Drug overdose has become a menace in the United States and is reported to be a major cause of deaths in the country. According to statista.com, the state of West Virginia recorded the highest death rate in the country at 31.3 per 100,000 inhabitants during 2014. The lowest rate of 3 deaths per 100,000 was recorded in North Dakota, while the California figure stood at 11 per 100,000 people.
Drug abuse has become a major concern for the nation’s health. Injecting drug abusers are 14 to 17 times more likely to die than non-drug abusers, says a study published in BMJ Open journal. According to the lead author, Dr Chukwudi Okolie of College of Medicine at the Swansea University, the alarming sign is that it has rose significantly over the years. The annual number of deaths due to drug overdose stood at 6,100 in 1980 and it rose drastically to 38,329 in 2010.
It is not that preventive measures have not been initiated by the government and other agencies. While many such measures could not help much in preventing or reducing drug overdose deaths, a community-based approach has showed positive signs in controlling death rate over the years. Findings from several such community programs have brought to light that this menace could somewhat be tackled by community intervention.
In order to achieve long-term detoxification, preventing relapses and abstinence from opioid abuses, researches have focused on drug treatment of these patients. Systematic reviews have concluded that various pharmacological treatments have proved to be beneficial. It has been done by comparing them with each other and they are also compliant with abstinence programs.
A probe into community-based treatment and prevention programs has shown significant success rate in preventing drug overdose deaths. These programs involve imprisoned former offenders and safe injecting facilities.
Enough interest has been generated since the 1990s to reduce overdose deaths by providing ‘take-home’ naloxone to users, families and drug services. It has also been observed that at events related to drug overdose people are generally open to intervention and training, as in cardiopulmonary resuscitation or naloxone delivery. It has evoked the desired response.
The WHO has also compiled a range of psychosocially assisted pharmacological treatments for opioid dependence by studying several cases. But there is a lack in their conclusion as they have not assessed the range of interventions available and their effectiveness to treat or prevent overdose deaths.
There is also a gap between the methods to administer and deliver treatments in the pre-hospital setting. However, there has been a considerable rise of voices advocating research into preventative interventions for drug addicts at high risk of death in order to reduce the escalating numbers of fatal and non-fatal overdoses.

....

Questions on the material
1. Answer these questions from the text on drug overdose deaths:
(a) Which state recorded the highest drug overdose death rate in 2014, and what was that rate?
(b) What was the annual number of drug overdose deaths in 1980?
(c) Since when has interest been generated in providing 'take-home' naloxone?
2. Rewrite the passage of the text on drug overdose deaths starting with "The WHO has" and going on through "prevent overdose deaths.", substituting "World Health Organization" for "WHO".

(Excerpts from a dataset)
....

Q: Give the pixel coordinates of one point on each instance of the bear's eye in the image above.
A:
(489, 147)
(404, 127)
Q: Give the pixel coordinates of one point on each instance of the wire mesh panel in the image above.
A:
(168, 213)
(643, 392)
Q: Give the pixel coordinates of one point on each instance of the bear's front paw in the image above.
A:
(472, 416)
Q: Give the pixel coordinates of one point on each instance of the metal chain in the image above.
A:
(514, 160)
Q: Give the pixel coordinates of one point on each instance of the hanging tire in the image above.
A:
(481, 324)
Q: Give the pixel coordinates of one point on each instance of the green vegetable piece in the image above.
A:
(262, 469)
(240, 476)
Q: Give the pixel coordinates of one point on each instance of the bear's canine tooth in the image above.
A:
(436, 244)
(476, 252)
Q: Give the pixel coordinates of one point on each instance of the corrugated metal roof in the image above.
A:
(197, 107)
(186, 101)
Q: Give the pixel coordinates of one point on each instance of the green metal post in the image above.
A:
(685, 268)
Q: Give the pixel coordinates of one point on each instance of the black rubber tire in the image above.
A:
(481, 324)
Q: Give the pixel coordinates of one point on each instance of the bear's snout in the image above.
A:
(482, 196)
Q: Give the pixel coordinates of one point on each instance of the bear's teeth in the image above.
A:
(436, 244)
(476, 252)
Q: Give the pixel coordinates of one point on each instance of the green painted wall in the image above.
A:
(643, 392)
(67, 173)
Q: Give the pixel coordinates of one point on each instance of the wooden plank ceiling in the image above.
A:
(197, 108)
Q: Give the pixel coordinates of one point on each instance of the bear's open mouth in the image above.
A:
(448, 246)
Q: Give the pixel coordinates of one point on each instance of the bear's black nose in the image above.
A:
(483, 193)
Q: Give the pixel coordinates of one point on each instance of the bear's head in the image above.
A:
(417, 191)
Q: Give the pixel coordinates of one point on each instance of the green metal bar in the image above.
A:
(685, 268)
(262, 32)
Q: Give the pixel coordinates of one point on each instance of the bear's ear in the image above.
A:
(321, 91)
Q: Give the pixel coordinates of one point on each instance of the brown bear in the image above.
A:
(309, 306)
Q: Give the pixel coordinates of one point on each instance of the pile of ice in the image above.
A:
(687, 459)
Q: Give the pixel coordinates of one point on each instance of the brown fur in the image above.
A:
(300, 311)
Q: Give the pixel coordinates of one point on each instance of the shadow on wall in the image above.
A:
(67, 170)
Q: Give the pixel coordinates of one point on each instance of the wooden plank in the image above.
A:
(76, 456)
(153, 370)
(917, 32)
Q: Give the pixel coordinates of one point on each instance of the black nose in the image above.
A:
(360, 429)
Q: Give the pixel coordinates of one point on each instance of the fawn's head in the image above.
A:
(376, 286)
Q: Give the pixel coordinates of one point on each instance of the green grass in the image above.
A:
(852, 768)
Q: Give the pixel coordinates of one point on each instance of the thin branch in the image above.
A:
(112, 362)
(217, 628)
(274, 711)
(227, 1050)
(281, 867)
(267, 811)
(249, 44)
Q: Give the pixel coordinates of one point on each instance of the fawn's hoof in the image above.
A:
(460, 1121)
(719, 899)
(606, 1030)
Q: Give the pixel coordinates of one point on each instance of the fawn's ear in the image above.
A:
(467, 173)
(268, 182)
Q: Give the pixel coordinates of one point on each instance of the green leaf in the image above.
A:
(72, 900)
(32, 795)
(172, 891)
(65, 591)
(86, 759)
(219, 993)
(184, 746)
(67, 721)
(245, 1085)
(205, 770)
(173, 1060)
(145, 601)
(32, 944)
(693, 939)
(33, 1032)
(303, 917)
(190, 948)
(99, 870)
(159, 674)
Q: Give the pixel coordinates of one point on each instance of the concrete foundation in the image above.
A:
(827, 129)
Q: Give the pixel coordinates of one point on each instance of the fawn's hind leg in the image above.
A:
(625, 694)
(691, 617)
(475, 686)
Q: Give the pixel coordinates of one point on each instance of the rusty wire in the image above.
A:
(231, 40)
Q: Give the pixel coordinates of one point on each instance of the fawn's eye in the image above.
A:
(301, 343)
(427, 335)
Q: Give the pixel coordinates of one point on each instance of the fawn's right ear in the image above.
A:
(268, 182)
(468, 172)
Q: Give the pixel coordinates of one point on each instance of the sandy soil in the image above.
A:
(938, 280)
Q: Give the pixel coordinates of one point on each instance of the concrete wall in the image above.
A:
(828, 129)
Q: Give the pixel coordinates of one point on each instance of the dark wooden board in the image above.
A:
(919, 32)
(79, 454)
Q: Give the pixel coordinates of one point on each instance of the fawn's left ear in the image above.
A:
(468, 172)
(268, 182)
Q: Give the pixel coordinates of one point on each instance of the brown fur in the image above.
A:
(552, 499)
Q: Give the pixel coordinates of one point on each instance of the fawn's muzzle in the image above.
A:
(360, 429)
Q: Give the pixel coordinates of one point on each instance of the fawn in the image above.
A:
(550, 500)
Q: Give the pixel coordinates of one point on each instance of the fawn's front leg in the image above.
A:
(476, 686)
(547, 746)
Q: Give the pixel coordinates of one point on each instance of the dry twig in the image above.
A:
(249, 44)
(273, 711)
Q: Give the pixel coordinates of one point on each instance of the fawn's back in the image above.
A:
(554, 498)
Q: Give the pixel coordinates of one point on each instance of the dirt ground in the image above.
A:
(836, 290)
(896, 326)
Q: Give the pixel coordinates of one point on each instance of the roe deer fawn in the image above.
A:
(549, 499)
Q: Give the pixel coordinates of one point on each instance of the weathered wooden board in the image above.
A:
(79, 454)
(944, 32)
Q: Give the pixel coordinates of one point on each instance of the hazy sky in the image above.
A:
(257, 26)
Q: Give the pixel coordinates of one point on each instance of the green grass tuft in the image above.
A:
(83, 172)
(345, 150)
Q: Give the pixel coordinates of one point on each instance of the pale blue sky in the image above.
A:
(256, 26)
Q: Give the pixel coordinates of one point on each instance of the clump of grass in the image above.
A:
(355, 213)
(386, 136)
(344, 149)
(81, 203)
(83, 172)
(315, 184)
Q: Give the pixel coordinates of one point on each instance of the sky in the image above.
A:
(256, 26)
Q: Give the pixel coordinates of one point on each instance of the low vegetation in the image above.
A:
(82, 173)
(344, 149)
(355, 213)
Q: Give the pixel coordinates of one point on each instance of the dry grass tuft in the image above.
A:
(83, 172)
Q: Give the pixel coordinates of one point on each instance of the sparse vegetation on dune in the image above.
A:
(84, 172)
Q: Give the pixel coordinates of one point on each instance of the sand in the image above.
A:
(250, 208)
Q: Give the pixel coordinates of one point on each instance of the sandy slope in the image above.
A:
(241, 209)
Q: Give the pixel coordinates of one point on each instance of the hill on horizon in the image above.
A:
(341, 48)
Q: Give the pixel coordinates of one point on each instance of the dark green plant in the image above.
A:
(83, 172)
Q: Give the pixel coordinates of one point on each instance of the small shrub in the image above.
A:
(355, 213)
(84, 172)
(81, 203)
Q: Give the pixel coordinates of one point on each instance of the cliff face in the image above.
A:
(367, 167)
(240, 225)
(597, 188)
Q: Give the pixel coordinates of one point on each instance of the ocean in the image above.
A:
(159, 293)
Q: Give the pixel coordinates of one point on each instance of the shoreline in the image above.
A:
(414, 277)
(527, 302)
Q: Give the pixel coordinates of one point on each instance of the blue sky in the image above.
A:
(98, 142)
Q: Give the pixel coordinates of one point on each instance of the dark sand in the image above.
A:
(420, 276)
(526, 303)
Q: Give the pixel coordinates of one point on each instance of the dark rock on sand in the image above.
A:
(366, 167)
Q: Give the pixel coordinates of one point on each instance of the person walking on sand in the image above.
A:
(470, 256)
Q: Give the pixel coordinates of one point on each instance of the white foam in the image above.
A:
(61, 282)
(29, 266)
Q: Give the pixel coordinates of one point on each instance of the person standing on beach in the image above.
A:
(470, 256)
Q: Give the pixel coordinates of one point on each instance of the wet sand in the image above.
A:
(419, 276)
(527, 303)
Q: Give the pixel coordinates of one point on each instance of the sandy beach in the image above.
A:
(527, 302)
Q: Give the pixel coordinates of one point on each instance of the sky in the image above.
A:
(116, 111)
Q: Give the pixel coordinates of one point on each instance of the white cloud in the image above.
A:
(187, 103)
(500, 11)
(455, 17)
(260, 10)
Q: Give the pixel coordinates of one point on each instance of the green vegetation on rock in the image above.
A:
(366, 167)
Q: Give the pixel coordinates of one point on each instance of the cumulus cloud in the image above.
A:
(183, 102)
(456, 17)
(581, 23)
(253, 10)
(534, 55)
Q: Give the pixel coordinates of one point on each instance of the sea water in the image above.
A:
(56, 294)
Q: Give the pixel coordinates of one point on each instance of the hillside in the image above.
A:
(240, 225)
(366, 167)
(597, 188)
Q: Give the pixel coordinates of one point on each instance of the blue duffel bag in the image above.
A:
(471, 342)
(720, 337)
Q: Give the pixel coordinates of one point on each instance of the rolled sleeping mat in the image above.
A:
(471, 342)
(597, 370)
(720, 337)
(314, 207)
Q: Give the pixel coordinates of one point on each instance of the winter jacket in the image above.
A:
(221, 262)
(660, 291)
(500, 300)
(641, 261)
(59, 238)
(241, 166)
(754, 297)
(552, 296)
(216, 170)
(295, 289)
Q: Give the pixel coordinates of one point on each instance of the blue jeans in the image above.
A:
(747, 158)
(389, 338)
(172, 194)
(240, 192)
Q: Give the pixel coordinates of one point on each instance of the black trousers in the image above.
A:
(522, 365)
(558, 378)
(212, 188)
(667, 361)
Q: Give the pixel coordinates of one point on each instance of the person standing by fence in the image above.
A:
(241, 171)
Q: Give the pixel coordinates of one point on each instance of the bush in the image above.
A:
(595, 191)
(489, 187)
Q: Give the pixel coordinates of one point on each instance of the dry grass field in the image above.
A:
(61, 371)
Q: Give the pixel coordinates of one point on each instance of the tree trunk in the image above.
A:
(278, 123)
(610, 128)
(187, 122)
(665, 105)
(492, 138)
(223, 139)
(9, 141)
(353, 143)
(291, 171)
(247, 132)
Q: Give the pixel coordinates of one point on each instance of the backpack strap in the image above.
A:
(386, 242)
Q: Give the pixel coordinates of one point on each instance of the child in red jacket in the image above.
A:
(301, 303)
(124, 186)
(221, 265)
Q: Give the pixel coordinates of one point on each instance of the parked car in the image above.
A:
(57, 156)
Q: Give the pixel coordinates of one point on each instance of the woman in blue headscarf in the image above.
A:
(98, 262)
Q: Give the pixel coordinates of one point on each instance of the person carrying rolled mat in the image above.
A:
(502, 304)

....

Solutions to the tasks
1.
(a) West Virginia, at 31.3 deaths per 100,000 inhabitants.
(b) 6,100.
(c) Since the 1990s.

2.
The World Health Organization has also compiled a range of psychosocially assisted pharmacological treatments for opioid dependence by studying several cases. But there is a lack in their conclusion as they have not assessed the range of interventions available and their effectiveness to treat or prevent overdose deaths.